WHAT TO WORK ON → The answer should consist of every line of the material, repeated verbatim.

INPUT MATERIAL →
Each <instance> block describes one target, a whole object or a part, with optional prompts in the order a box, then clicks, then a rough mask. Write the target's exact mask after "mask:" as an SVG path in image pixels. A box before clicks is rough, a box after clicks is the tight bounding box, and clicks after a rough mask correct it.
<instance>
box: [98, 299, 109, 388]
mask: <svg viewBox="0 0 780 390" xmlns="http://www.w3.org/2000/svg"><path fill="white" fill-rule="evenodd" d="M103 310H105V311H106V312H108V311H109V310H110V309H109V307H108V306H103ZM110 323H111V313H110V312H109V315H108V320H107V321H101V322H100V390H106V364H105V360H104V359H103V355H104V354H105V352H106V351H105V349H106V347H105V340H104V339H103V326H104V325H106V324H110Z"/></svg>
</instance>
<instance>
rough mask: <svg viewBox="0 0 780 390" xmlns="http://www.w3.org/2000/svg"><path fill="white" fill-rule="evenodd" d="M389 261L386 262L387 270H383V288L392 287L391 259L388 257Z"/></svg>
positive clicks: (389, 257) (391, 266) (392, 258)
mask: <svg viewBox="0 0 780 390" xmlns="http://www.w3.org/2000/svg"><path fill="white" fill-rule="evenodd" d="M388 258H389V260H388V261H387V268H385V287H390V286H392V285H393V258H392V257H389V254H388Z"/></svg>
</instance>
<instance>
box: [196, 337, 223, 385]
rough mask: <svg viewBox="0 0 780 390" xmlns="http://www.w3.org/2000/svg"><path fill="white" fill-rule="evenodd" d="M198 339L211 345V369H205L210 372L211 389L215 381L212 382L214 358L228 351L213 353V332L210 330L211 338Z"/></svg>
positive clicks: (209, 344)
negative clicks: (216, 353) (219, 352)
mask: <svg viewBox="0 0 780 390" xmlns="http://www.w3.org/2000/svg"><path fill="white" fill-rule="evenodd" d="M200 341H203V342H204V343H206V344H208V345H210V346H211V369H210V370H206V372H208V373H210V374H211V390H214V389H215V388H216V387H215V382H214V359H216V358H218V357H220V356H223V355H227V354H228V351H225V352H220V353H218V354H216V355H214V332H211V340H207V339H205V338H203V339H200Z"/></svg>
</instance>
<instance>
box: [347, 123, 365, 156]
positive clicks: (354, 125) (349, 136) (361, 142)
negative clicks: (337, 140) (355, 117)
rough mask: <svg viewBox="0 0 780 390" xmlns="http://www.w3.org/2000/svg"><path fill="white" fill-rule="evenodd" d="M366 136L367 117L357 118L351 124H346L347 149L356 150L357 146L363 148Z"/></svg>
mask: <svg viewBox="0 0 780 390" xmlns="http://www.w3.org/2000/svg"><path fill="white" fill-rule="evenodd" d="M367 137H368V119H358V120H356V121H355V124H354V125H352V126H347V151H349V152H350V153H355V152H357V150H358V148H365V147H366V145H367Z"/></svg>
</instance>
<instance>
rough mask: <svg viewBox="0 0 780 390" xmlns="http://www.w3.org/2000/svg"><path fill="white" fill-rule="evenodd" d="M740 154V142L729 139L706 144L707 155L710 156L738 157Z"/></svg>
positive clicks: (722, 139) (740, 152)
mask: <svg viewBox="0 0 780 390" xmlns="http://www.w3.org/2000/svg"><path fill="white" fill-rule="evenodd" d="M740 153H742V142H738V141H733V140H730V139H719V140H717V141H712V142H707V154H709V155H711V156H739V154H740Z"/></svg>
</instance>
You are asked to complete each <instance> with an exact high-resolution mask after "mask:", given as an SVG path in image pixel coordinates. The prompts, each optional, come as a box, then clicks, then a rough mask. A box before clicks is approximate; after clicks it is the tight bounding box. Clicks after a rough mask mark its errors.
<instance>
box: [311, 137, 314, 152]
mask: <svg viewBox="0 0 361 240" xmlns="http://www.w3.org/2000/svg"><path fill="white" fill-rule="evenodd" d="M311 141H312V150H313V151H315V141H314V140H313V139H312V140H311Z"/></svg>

ANSWER SPACE →
Each <instance> block describes one target, a whole object or a part, with optional prompts in the order a box, then clicks, then a rough mask. Write the target's exact mask after "mask:" as an SVG path in image pixels. A box before clicks is rough, a box after clicks is the tight bounding box, and clicks after a rough mask correct it.
<instance>
box: [98, 299, 109, 388]
mask: <svg viewBox="0 0 780 390" xmlns="http://www.w3.org/2000/svg"><path fill="white" fill-rule="evenodd" d="M103 310H105V311H106V312H108V311H109V310H110V309H109V307H108V306H103ZM110 323H111V313H110V312H109V315H108V320H107V321H101V322H100V390H106V364H105V360H104V359H103V355H104V354H105V352H106V351H105V349H106V347H105V340H104V339H103V326H104V325H106V324H110Z"/></svg>
</instance>
<instance>
rough mask: <svg viewBox="0 0 780 390" xmlns="http://www.w3.org/2000/svg"><path fill="white" fill-rule="evenodd" d="M389 261L386 262L387 270H383V288L392 287L391 259L388 257Z"/></svg>
positive clicks: (389, 257) (391, 266) (392, 258)
mask: <svg viewBox="0 0 780 390" xmlns="http://www.w3.org/2000/svg"><path fill="white" fill-rule="evenodd" d="M388 258H389V260H388V261H387V268H385V287H390V286H392V285H393V258H392V257H389V254H388Z"/></svg>
</instance>
<instance>
box: [196, 337, 223, 385]
rough mask: <svg viewBox="0 0 780 390" xmlns="http://www.w3.org/2000/svg"><path fill="white" fill-rule="evenodd" d="M198 339L211 345V369H205L210 372L211 389L215 381L212 382L214 358L228 351L213 353V332L210 330L211 338Z"/></svg>
positive clicks: (209, 344)
negative clicks: (216, 353) (219, 352)
mask: <svg viewBox="0 0 780 390" xmlns="http://www.w3.org/2000/svg"><path fill="white" fill-rule="evenodd" d="M200 341H203V342H204V343H206V344H208V345H210V346H211V369H210V370H206V372H208V373H210V374H211V390H214V389H215V388H216V387H215V382H214V359H216V358H218V357H220V356H223V355H227V354H228V351H225V352H220V353H218V354H216V355H214V332H211V340H207V339H205V338H203V339H200Z"/></svg>
</instance>
<instance>
box: [347, 123, 365, 156]
positive clicks: (354, 125) (349, 136) (361, 142)
negative clicks: (337, 140) (355, 117)
rough mask: <svg viewBox="0 0 780 390" xmlns="http://www.w3.org/2000/svg"><path fill="white" fill-rule="evenodd" d="M366 136L367 117L357 118L351 124H346L347 149L356 150L357 146L363 148Z"/></svg>
mask: <svg viewBox="0 0 780 390" xmlns="http://www.w3.org/2000/svg"><path fill="white" fill-rule="evenodd" d="M367 137H368V119H358V120H356V121H355V124H354V125H352V126H347V151H349V152H350V153H355V152H357V150H358V148H365V147H366V145H367Z"/></svg>
</instance>
<instance>
rough mask: <svg viewBox="0 0 780 390" xmlns="http://www.w3.org/2000/svg"><path fill="white" fill-rule="evenodd" d="M740 154V142L729 139L706 144L707 155L710 156L738 157Z"/></svg>
positive clicks: (722, 139) (740, 152)
mask: <svg viewBox="0 0 780 390" xmlns="http://www.w3.org/2000/svg"><path fill="white" fill-rule="evenodd" d="M740 153H742V142H738V141H733V140H730V139H719V140H717V141H712V142H707V154H709V155H711V156H739V154H740Z"/></svg>
</instance>
You are asked to complete each <instance> with an exact high-resolution mask after "mask:", given as an SVG path in image pixel coordinates. The prompts, each optional, come as a box, then clicks, then a rough mask. A box before clicks is approximate; after clicks it is the tight bounding box. Clicks after a rough mask mark its errors.
<instance>
box: [311, 137, 314, 152]
mask: <svg viewBox="0 0 361 240" xmlns="http://www.w3.org/2000/svg"><path fill="white" fill-rule="evenodd" d="M311 141H312V150H313V151H315V141H314V140H313V139H312V140H311Z"/></svg>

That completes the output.